**** PASSAGE

Looking In, Looking Out: The Gods of East Wawanosh by Marilyn Gear Pilling

The opening poem “i. Name on the Mailbox” sets a nuanced, conflicted scene, evoking the pull and power of land in which landscape details are telling: cedars along a rough drive, long, unkempt grass swishing on the undercarriage, a gate to an outer yard. Although the gate is open, it doesn’t feel inviting. A father and brother are “present” on this farm that owned them and ruined their lives, but not, in this initial take, a mother. There’s real bittersweetness at work in section I, deeply embedded in this initial poem.

Second up, “ii. Leavings,” is characterized by the abandonment of both people and place: a young man sneaks out of the house before daylight, leaving his young wife and son “to live on / porridge, thistles and stones.” Unsurprisingly, but with tragic consequences, the son later marries someone who frequently threatens to leave. The portraits of the mother and father in “iii. Father” are distressing. The mother is relentlessly critical of the father, and the daughter-narrator learns to treat the father in a similarly mean-spirited manner. In “iv. Birth of Son and Heir”, the joy shown by the father is short-lived and undermined by subsequent family dynamics. A beautiful poem, “vii. Eye of the Farm,” describes a swimming hole hidden from sight, surrounded by willows, with “water spiders, crayfish / stonefish, families of leaves,” that provides an idyll and refuge, which the children, brother and sister, feel is the only place they belong.

********
**** DATASET

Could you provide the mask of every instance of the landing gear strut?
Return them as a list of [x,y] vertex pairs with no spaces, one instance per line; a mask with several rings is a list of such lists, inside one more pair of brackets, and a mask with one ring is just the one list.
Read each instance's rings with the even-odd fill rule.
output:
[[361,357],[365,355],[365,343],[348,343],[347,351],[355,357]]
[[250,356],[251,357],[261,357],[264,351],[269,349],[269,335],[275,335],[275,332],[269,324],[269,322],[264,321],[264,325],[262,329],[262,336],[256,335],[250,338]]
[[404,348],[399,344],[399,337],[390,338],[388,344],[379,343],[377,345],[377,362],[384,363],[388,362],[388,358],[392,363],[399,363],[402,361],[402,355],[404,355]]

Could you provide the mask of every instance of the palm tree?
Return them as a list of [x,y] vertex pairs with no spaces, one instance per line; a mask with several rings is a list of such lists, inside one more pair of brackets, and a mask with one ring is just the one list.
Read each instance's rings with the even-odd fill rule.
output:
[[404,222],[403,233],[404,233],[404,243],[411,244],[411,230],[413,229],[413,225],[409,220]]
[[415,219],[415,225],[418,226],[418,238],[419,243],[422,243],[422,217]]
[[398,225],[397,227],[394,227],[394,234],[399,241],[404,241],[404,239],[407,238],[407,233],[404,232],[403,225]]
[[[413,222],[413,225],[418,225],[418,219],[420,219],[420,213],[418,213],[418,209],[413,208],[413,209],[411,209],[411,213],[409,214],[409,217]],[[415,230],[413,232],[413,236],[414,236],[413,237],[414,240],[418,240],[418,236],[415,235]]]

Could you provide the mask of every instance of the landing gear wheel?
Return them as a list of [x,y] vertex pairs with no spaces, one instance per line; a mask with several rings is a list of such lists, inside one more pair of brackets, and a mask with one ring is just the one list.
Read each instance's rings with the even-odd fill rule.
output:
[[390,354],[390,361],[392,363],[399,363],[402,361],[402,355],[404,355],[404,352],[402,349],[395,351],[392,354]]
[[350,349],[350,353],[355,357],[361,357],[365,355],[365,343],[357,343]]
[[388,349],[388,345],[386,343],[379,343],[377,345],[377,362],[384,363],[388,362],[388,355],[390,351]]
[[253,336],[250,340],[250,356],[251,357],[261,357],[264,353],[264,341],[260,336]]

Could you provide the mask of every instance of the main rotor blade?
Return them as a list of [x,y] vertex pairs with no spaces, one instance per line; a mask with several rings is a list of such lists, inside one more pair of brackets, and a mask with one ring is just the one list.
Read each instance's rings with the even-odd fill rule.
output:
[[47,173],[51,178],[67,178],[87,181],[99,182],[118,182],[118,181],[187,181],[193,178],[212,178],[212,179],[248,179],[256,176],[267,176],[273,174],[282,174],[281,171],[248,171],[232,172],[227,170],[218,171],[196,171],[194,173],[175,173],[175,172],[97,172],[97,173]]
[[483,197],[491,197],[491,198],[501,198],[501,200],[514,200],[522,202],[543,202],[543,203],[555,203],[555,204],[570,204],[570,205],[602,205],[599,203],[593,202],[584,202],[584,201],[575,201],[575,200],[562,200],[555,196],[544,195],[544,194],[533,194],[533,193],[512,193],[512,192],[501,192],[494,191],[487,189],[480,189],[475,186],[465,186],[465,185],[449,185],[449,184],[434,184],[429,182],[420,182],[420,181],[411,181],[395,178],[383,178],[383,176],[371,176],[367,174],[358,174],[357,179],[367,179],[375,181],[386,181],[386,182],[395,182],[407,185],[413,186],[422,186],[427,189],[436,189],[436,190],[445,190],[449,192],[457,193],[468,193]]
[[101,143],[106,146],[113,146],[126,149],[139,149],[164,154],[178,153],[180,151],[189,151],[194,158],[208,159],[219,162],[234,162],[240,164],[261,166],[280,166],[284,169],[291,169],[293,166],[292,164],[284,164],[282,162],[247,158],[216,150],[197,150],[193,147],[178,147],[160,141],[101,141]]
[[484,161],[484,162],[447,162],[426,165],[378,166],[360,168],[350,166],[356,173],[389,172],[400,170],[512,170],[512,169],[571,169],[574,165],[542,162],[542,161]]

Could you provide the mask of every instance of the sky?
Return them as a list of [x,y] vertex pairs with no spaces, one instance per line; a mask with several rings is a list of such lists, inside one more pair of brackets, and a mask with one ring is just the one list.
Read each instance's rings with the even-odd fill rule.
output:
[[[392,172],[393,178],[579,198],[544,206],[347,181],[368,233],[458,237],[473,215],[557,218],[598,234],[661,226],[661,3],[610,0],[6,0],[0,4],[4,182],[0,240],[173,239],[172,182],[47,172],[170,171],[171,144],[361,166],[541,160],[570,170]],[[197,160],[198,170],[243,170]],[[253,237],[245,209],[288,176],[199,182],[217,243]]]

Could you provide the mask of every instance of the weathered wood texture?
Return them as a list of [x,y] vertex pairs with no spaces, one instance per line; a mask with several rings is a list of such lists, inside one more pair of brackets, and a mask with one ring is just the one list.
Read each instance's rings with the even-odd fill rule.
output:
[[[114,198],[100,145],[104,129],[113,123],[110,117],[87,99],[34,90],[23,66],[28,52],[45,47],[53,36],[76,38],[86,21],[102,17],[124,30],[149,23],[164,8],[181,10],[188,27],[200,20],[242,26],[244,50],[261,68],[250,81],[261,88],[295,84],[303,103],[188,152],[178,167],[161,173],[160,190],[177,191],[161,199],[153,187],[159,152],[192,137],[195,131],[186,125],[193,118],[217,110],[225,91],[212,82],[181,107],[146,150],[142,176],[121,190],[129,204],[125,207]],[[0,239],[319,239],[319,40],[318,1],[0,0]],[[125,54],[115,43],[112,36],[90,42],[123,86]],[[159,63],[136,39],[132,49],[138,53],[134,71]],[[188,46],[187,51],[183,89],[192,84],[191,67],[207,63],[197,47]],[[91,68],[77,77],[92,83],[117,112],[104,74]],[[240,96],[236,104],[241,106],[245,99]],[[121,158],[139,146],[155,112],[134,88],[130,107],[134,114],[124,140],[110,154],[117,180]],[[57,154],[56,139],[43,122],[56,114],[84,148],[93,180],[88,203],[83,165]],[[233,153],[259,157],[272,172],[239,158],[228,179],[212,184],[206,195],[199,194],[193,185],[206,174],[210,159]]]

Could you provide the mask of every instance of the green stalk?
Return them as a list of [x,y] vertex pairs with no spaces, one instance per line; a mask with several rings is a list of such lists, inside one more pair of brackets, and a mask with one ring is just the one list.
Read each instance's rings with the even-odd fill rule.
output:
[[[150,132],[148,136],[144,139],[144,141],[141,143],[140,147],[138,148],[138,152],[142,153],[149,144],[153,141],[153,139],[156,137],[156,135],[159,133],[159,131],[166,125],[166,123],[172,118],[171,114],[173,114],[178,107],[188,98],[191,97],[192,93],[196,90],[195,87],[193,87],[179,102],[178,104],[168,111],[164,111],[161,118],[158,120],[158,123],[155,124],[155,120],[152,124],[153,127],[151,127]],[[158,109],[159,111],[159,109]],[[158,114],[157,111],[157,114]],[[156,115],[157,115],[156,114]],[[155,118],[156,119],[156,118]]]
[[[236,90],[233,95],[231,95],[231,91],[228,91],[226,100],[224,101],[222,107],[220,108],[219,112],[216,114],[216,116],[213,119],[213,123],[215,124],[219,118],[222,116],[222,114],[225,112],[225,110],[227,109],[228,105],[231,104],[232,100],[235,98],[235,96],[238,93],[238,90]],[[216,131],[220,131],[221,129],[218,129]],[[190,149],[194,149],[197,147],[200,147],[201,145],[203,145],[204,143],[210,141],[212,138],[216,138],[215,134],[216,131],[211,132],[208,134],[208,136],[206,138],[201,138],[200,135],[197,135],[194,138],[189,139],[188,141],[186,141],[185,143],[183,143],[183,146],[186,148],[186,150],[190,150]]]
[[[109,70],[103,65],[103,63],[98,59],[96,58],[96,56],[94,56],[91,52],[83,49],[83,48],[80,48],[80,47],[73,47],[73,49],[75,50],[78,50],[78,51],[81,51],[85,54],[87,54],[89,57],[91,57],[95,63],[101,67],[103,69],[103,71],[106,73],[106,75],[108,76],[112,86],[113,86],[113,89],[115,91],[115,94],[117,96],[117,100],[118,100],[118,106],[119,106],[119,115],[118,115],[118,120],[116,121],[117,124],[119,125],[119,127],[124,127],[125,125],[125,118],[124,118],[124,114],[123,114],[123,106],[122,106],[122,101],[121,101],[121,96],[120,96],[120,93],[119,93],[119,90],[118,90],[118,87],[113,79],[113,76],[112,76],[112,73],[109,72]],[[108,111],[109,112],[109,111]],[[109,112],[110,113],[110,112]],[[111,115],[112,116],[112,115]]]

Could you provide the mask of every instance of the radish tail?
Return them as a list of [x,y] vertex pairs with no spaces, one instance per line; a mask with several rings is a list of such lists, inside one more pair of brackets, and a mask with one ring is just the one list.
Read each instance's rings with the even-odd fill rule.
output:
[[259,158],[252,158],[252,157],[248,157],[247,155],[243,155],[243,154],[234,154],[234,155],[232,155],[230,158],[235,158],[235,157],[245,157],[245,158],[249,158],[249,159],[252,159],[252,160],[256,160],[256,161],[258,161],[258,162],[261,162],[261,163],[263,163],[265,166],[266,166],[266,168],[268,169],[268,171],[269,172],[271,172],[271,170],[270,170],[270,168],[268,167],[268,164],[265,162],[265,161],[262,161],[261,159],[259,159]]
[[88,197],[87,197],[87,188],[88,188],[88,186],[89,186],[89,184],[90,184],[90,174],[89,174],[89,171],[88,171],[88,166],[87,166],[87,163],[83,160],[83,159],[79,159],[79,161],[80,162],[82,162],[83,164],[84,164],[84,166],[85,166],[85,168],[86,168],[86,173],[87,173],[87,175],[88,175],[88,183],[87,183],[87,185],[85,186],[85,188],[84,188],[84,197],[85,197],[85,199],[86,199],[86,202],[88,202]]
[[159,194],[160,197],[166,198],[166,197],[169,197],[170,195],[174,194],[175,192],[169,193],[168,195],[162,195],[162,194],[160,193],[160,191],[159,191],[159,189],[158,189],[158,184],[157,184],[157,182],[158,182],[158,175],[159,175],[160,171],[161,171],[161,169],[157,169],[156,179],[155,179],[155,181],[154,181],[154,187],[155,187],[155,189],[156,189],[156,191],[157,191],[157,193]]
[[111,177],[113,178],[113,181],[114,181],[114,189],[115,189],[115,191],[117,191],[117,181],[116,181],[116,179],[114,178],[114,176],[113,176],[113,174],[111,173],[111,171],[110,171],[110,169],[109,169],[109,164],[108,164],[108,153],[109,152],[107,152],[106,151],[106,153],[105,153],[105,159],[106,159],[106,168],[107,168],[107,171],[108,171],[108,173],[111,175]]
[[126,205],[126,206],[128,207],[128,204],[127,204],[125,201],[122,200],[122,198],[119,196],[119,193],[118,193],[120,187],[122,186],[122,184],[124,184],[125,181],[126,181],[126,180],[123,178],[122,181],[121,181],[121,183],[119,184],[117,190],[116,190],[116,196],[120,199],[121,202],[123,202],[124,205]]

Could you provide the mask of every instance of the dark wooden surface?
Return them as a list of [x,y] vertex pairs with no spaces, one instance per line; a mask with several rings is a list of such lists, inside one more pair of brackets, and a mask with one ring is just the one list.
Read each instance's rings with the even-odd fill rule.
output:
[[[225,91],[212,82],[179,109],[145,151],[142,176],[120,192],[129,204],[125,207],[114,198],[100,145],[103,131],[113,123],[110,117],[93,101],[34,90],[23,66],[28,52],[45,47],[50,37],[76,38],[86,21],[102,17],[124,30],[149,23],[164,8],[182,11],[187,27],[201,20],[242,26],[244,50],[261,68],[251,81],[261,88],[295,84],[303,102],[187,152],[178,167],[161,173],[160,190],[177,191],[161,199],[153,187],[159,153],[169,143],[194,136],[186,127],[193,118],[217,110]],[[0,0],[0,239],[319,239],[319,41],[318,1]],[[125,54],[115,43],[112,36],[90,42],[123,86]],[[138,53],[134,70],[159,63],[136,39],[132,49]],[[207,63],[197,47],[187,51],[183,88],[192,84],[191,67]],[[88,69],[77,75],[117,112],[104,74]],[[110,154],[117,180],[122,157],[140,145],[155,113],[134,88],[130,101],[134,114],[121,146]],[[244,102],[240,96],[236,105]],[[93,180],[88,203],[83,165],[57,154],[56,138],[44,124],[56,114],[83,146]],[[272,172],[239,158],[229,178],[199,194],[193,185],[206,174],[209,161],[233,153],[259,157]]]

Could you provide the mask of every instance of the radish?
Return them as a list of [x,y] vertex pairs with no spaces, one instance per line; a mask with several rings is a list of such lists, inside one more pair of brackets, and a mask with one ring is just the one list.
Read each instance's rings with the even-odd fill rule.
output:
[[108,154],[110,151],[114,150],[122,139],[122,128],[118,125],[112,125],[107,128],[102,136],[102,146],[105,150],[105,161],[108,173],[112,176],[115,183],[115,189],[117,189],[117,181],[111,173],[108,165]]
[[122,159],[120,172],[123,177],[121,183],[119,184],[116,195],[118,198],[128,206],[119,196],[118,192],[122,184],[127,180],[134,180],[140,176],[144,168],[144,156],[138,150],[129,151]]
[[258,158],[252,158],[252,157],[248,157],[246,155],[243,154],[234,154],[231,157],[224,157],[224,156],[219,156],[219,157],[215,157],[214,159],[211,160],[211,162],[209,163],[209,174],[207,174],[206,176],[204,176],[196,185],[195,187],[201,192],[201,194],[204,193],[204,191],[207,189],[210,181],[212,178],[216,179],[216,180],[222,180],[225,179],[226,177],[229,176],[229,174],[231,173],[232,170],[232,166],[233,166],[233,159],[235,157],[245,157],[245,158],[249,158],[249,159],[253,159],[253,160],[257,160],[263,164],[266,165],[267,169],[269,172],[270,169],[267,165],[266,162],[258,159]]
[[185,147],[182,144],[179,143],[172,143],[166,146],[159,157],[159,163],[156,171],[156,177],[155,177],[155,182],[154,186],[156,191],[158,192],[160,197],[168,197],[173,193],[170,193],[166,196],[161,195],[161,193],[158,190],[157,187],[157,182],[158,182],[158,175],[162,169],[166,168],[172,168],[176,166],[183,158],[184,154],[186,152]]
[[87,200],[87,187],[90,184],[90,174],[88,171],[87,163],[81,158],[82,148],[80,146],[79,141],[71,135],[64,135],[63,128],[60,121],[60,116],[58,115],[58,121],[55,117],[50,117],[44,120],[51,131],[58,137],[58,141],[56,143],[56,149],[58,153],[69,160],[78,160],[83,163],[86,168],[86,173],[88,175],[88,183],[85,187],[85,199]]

********

REQUIRED TASK A —
Copy a passage of the review word for word, beginning at the words "Looking In, Looking" and stopping after "this initial poem.".
REQUIRED TASK B —
List every poem title that the review of The Gods of East Wawanosh mentions.
REQUIRED TASK C —
Extend the review of The Gods of East Wawanosh, picking up after its last sentence.

EXERCISE ANSWER A —
Looking In, Looking Out: The Gods of East Wawanosh by Marilyn Gear Pilling

The opening poem “i. Name on the Mailbox” sets a nuanced, conflicted scene, evoking the pull and power of land in which landscape details are telling: cedars along a rough drive, long, unkempt grass swishing on the undercarriage, a gate to an outer yard. Although the gate is open, it doesn’t feel inviting. A father and brother are “present” on this farm that owned them and ruined their lives, but not, in this initial take, a mother. There’s real bittersweetness at work in section I, deeply embedded in this initial poem.

EXERCISE ANSWER B —
"i. Name on the Mailbox"
"ii. Leavings"
"iii. Father"
"iv. Birth of Son and Heir"
"vii. Eye of the Farm"

EXERCISE ANSWER C —
The sequence of 28 poems in section I portrays, in mostly unromantic, unstinting terms, the isolation and beauty of farming life, such as a community picnic (itself nearly anachronistic) where “the dads and big boys arrived, signs of the hot day threshing // on their overalls and caps” and the father refuses to work on the Sabbath, “though the farm’s broken fences / and bull thistles cried out to him.” These poems are the fulcrum, the centre of power in this strongly imagined section.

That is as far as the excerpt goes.